TEXTO FORNECIDO |
<<<<
RESENHA BIBLIOGRÁFICA

Antonio Mendes Júnior

Professor no Departamento de Fundamentos Sociais e Jurídicos da Administração da EAESP/FGV

Lucas, John Randolpoh. Democracia e participação: Trad. Cairo Paranhos Rocha. Brasília, Editora da Universidade de Brasília, 1985. 228 p.

Antes de mais nada, duas palavras sobre a coleção da qual faz parte este volume, denominada Pensamento Político. Raras vezes encontramos no Brasil, no campo da ciência política, um conjunto de bras que reúna, a um só tempo, a alta qualidade dos textos e autores, o ineditismo, a excelente impressão, as qualificadas traduções e o preço acessível, como nesta. Já tendo publicado em torno de 70 títulos, a Pensamento Político coloca ao alcance de estudantes e pesquisadores nomes como Norberto Bobbio, Hannah Arendt, Raymond Aron, Karl Deutsch, além de clássicos (Montesquieu, Thomas Morus, entre outros). Trata-se, por conseguinte, de importante contribuição nesta área em que pululam os trabalhos desimportantes e - principalmente - as péssimas traduções.
>>>>
O QUE FAZER | Reproduza da resenha todo o trecho que vai de "Professor no Departamento" até "1985. 228 p.". Os registros são um material independente da resenha.

DADOS FORNECIDOS |
<<<<
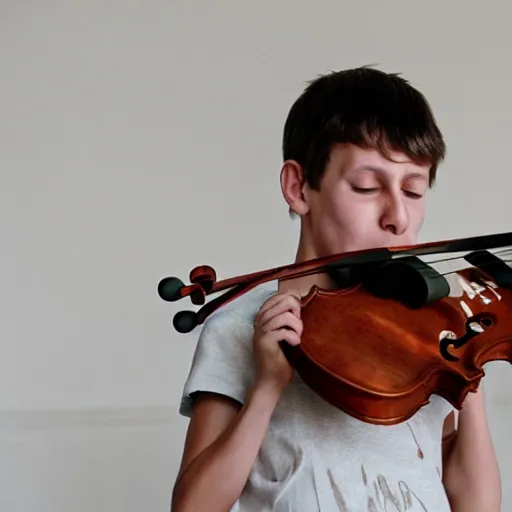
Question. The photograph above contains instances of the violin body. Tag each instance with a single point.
(379, 360)
(379, 344)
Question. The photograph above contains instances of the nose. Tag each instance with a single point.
(395, 218)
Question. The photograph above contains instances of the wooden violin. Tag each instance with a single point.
(379, 345)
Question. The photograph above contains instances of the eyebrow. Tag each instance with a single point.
(383, 170)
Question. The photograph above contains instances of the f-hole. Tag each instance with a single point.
(475, 325)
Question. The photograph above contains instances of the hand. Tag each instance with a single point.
(278, 320)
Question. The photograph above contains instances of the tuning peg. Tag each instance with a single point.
(205, 276)
(170, 288)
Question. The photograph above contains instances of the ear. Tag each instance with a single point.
(292, 187)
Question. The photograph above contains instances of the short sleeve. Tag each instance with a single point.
(223, 360)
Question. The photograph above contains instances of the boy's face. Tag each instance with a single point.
(365, 201)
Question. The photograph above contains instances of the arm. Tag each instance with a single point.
(470, 469)
(224, 438)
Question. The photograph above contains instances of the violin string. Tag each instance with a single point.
(464, 268)
(453, 258)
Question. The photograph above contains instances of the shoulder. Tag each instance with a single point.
(223, 359)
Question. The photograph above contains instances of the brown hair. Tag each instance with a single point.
(365, 107)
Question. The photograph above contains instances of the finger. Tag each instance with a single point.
(276, 299)
(290, 337)
(284, 320)
(286, 303)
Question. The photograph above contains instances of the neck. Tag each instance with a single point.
(302, 285)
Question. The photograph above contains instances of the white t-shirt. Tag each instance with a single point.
(315, 457)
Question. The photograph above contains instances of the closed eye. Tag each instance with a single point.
(412, 195)
(361, 190)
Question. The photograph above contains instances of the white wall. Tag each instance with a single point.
(140, 139)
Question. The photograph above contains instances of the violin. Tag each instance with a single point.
(391, 333)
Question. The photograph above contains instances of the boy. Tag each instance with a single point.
(361, 149)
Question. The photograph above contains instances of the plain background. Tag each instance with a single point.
(142, 138)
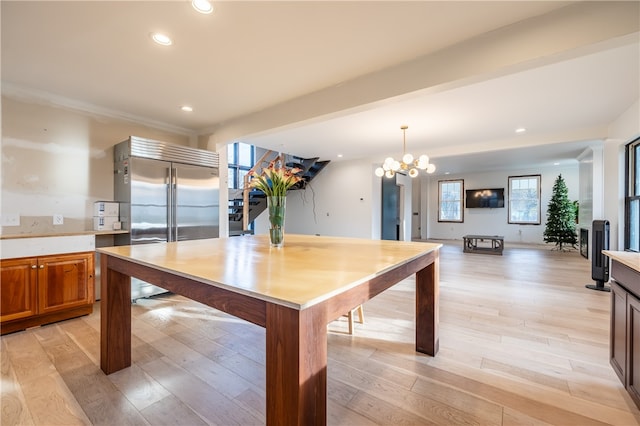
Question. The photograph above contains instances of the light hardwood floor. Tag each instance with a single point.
(521, 342)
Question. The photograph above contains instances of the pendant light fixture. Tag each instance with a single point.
(408, 164)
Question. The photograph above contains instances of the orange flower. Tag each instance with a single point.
(275, 179)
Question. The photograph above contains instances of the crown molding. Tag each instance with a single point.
(27, 94)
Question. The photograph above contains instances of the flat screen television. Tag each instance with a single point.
(485, 198)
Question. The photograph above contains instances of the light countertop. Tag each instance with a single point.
(60, 234)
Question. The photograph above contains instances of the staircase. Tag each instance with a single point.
(257, 201)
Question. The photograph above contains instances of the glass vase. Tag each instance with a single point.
(277, 206)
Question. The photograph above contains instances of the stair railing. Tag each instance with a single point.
(246, 188)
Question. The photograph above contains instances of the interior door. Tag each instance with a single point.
(390, 209)
(197, 199)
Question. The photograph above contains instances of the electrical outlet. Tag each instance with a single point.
(58, 219)
(10, 220)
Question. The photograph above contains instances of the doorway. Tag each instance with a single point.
(391, 209)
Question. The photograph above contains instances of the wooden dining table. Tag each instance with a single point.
(293, 292)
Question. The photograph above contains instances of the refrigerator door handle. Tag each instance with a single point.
(174, 204)
(170, 202)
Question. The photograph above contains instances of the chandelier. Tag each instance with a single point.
(408, 164)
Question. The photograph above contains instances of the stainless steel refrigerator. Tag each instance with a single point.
(166, 193)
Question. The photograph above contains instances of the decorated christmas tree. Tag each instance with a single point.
(561, 219)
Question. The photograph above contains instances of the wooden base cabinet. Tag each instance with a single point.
(45, 289)
(625, 328)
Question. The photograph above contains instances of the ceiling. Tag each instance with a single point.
(249, 56)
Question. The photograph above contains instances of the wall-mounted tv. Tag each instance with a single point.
(485, 198)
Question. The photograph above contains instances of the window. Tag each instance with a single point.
(632, 198)
(240, 157)
(450, 200)
(524, 199)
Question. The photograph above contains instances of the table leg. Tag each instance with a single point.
(115, 319)
(296, 365)
(427, 309)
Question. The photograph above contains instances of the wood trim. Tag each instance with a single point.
(36, 320)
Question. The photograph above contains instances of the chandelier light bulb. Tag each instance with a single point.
(408, 164)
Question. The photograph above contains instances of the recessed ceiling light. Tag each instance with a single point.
(202, 6)
(162, 39)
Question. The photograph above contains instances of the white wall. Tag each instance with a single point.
(338, 202)
(59, 161)
(494, 221)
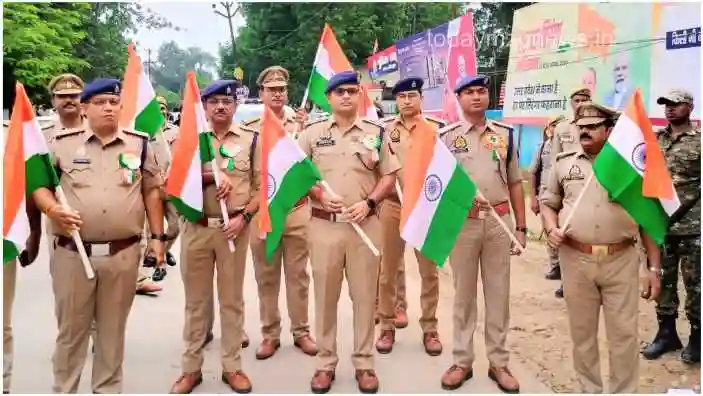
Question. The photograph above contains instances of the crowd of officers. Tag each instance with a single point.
(593, 279)
(115, 212)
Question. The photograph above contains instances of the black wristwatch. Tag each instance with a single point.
(372, 205)
(160, 237)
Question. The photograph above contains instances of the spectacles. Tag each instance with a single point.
(342, 91)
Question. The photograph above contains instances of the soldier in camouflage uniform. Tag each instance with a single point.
(681, 143)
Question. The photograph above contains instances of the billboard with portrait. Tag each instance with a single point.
(611, 48)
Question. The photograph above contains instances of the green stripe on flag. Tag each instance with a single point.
(449, 218)
(295, 185)
(624, 185)
(150, 120)
(316, 91)
(9, 251)
(39, 173)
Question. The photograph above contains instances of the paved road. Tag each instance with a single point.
(154, 345)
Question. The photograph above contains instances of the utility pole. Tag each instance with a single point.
(229, 14)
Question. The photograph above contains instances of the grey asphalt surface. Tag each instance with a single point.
(154, 344)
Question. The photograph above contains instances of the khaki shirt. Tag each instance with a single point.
(597, 220)
(471, 147)
(398, 137)
(566, 135)
(245, 175)
(350, 167)
(95, 183)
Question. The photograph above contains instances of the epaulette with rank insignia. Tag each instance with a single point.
(448, 128)
(565, 154)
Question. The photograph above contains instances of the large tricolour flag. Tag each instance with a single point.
(287, 175)
(437, 195)
(631, 167)
(140, 110)
(192, 149)
(330, 60)
(26, 167)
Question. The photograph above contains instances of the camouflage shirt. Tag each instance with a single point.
(683, 159)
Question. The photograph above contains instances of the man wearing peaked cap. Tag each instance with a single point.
(488, 151)
(680, 142)
(360, 182)
(292, 254)
(392, 304)
(110, 189)
(205, 244)
(600, 259)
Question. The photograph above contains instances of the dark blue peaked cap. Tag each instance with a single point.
(348, 77)
(408, 84)
(471, 81)
(101, 86)
(220, 87)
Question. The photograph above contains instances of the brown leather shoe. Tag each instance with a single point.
(433, 346)
(455, 377)
(385, 341)
(367, 381)
(401, 319)
(306, 344)
(322, 381)
(504, 379)
(186, 383)
(237, 381)
(267, 349)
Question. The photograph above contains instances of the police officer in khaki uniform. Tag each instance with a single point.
(408, 97)
(487, 150)
(599, 258)
(205, 244)
(348, 152)
(292, 254)
(567, 139)
(110, 177)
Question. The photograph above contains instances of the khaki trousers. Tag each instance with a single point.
(336, 251)
(391, 262)
(107, 300)
(612, 282)
(292, 255)
(205, 249)
(9, 277)
(484, 244)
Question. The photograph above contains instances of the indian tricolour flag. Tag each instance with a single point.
(631, 167)
(26, 167)
(140, 110)
(437, 195)
(330, 60)
(192, 149)
(287, 175)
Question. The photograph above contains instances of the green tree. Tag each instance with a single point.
(37, 42)
(287, 34)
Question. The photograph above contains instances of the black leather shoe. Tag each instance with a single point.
(554, 274)
(666, 340)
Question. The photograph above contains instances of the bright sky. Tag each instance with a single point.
(202, 27)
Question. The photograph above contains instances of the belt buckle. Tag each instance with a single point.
(599, 250)
(99, 249)
(214, 222)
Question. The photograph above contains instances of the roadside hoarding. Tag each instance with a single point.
(611, 48)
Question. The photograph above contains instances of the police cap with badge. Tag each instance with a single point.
(590, 113)
(101, 86)
(220, 87)
(408, 84)
(471, 81)
(342, 78)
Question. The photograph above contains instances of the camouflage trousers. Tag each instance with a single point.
(685, 250)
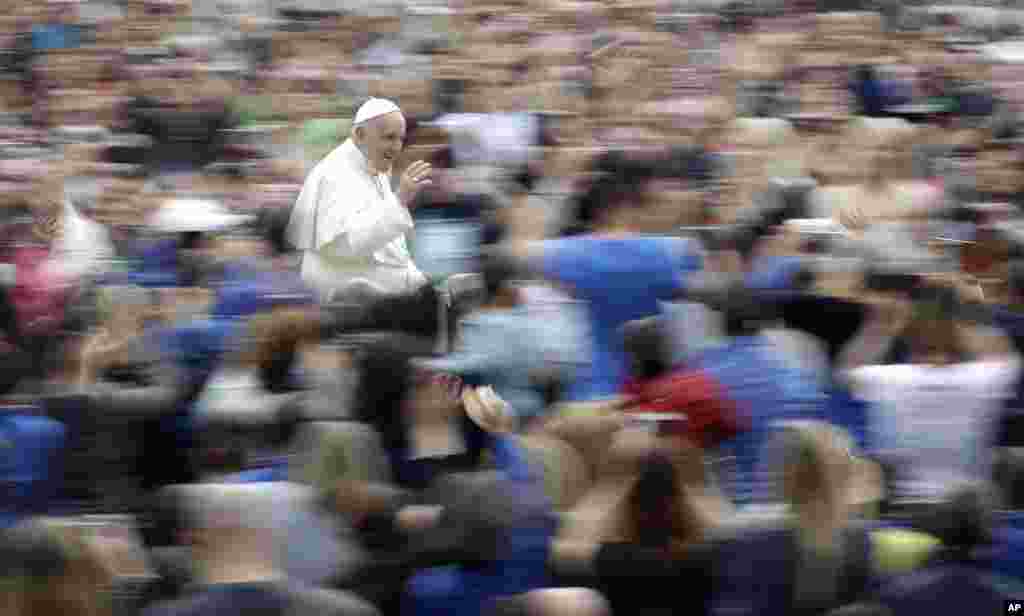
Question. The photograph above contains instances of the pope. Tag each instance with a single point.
(348, 223)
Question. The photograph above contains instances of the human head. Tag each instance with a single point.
(932, 334)
(818, 474)
(966, 521)
(615, 193)
(275, 340)
(648, 348)
(52, 569)
(391, 392)
(230, 527)
(379, 132)
(499, 274)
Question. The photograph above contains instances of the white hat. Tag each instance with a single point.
(182, 215)
(374, 107)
>>>>
RESPOSTA |
Professor no Departamento de Fundamentos Sociais e Jurídicos da Administração da EAESP/FGV

Lucas, John Randolpoh. Democracia e participação: Trad. Cairo Paranhos Rocha. Brasília, Editora da Universidade de Brasília, 1985. 228 p.